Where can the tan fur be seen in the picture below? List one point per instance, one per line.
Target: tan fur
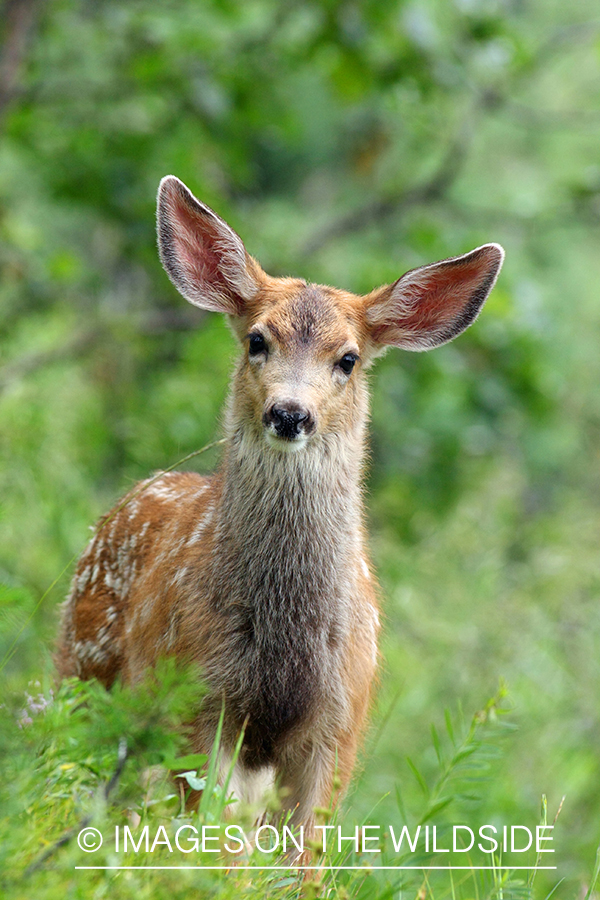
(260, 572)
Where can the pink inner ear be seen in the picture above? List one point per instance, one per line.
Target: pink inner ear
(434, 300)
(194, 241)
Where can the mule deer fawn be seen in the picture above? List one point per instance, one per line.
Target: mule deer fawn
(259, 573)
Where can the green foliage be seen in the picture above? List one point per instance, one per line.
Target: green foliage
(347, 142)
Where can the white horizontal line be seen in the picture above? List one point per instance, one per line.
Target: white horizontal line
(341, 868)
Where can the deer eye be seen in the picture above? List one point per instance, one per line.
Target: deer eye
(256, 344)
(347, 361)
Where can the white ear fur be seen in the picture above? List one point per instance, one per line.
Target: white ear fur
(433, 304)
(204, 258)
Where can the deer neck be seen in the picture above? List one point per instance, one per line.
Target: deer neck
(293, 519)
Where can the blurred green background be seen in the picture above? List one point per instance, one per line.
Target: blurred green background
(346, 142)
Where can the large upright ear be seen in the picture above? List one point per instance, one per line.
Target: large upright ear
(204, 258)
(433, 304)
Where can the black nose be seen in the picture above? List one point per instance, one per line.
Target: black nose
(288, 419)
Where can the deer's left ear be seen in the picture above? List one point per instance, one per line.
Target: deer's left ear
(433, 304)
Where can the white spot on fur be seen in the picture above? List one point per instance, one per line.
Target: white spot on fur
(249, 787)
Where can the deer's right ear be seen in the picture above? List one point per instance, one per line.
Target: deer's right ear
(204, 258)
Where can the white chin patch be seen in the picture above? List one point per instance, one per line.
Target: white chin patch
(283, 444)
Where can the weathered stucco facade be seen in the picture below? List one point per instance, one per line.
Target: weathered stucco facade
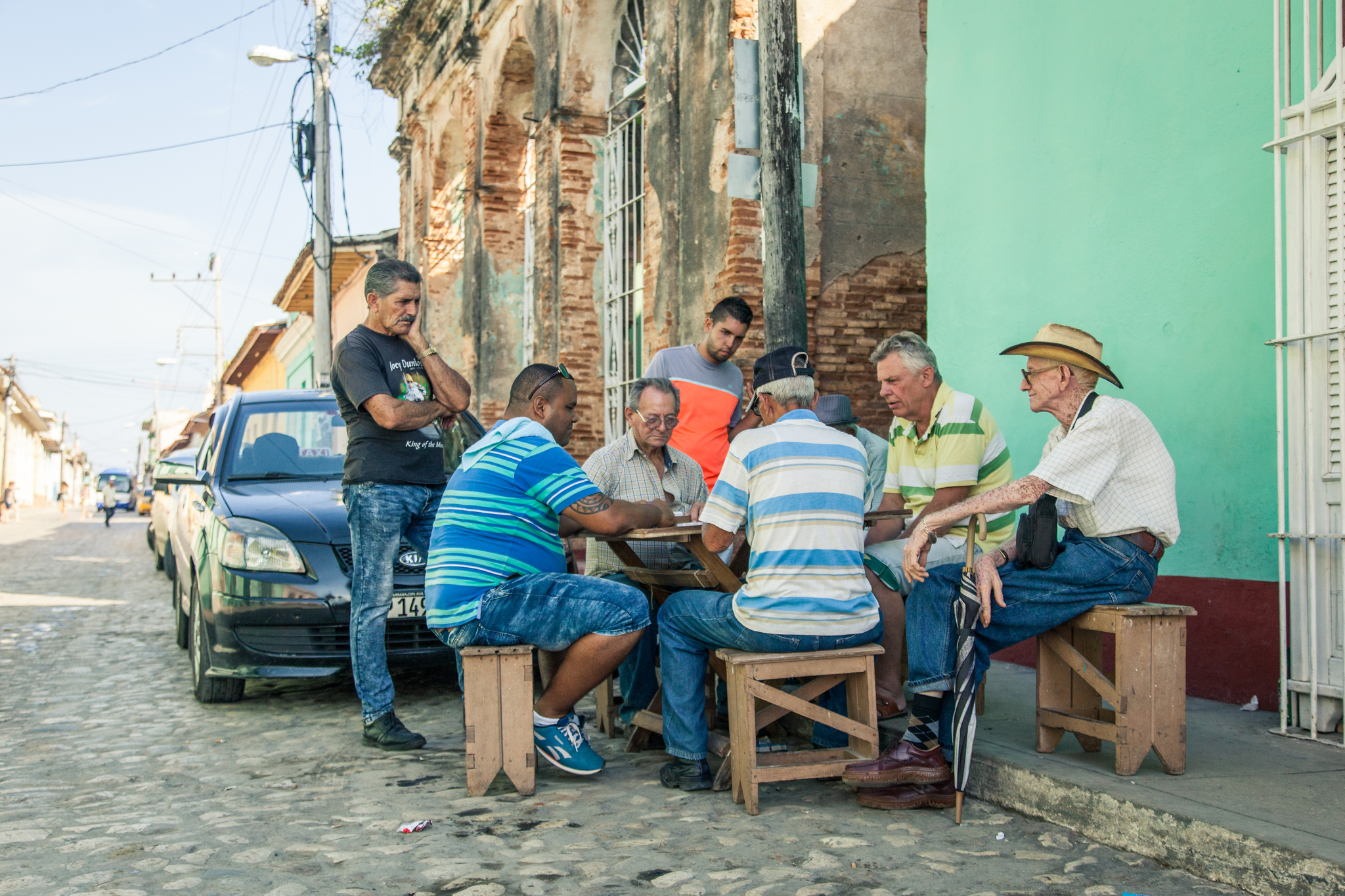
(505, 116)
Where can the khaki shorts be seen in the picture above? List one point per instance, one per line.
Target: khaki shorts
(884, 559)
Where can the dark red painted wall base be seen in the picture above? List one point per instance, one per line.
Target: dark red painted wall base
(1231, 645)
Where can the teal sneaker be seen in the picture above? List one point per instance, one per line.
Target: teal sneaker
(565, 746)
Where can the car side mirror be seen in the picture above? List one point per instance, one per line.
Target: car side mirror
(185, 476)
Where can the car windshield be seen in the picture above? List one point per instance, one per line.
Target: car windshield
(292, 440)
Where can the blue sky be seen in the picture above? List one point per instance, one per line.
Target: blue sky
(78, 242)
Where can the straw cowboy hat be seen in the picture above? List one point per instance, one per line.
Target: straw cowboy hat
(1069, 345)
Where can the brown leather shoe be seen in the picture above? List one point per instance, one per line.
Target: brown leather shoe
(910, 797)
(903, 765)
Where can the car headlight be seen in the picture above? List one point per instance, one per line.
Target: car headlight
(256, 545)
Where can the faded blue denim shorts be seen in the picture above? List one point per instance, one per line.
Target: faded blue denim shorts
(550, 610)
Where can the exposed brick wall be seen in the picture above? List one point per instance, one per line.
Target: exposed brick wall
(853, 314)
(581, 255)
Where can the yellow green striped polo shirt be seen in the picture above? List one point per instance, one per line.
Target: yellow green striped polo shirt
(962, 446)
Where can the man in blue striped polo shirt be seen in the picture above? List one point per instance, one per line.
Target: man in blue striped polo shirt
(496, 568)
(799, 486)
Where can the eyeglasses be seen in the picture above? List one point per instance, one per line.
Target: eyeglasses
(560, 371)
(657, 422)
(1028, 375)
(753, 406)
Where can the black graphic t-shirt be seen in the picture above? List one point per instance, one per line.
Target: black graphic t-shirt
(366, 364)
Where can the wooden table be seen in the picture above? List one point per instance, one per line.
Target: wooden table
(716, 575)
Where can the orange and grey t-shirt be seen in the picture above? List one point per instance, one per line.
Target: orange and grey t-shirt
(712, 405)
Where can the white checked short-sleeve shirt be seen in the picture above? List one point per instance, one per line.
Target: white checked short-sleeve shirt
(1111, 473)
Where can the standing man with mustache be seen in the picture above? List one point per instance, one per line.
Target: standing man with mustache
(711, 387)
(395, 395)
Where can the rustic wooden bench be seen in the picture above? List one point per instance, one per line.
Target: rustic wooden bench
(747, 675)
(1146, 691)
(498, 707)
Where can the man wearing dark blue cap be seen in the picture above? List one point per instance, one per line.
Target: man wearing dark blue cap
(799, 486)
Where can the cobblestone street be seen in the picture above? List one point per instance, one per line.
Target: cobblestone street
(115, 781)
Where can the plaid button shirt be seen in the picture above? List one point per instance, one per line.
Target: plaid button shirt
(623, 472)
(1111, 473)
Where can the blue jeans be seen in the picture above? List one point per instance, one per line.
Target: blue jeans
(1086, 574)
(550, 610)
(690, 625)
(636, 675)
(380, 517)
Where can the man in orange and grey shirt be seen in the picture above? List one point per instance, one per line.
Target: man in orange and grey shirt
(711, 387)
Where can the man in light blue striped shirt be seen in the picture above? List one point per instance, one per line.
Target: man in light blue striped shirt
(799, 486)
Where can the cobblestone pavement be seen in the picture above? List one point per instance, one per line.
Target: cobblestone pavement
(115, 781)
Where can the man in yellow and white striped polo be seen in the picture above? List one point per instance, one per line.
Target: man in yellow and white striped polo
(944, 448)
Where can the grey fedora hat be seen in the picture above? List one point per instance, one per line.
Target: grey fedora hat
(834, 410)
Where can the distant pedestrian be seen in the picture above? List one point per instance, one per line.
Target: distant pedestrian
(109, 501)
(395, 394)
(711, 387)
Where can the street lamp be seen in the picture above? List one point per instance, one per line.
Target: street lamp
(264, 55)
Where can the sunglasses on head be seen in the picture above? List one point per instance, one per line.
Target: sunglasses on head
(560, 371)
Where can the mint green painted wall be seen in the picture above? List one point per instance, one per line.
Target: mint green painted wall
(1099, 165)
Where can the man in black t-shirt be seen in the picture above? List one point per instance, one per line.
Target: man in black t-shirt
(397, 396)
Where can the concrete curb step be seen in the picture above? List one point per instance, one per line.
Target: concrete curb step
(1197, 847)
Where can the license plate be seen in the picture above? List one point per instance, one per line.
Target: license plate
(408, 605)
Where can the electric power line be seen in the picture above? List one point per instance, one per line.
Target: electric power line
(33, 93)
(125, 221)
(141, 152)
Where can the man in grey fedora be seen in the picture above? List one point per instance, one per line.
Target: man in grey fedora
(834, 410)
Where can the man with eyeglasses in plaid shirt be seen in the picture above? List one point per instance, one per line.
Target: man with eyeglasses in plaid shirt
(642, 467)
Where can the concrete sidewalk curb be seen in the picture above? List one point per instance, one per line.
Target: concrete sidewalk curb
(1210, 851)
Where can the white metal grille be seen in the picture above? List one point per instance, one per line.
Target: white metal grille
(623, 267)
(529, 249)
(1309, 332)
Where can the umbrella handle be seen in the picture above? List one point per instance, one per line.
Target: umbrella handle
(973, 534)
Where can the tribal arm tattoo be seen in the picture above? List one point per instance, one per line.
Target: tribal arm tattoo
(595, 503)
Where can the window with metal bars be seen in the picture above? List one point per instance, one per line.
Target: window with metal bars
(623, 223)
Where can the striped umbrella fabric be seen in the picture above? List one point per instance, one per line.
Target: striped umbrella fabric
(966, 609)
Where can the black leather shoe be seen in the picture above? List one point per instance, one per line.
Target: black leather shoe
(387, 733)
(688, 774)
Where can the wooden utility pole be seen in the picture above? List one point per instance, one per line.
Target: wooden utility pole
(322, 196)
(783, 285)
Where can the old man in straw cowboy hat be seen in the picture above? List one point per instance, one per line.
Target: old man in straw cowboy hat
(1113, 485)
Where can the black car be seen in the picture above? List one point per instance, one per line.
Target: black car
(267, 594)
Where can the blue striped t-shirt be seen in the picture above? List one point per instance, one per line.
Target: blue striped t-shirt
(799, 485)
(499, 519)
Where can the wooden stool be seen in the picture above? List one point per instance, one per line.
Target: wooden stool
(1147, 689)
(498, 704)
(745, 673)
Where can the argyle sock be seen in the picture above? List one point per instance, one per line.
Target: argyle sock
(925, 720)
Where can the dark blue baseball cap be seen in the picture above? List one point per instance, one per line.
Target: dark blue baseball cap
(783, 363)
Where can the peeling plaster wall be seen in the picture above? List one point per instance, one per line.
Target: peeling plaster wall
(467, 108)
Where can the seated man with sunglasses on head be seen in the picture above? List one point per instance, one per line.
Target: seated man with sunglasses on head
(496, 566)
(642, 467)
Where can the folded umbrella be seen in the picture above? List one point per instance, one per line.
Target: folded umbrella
--------
== 작업 지시 ==
"Where can the folded"라는 문구가 있는 줄에서 시작하여 항목의 마지막 줄에서 끝나는 부분을 한 줄당 문자열 하나씩 담은 JSON 목록으로 바꾸어 쓰십시오. 빈 줄은 넣지 마십시오.

== 과제 답안 ==
[
  "Where can the folded umbrella be seen in the picture above? List one point per instance, one per line.",
  "Target: folded umbrella"
]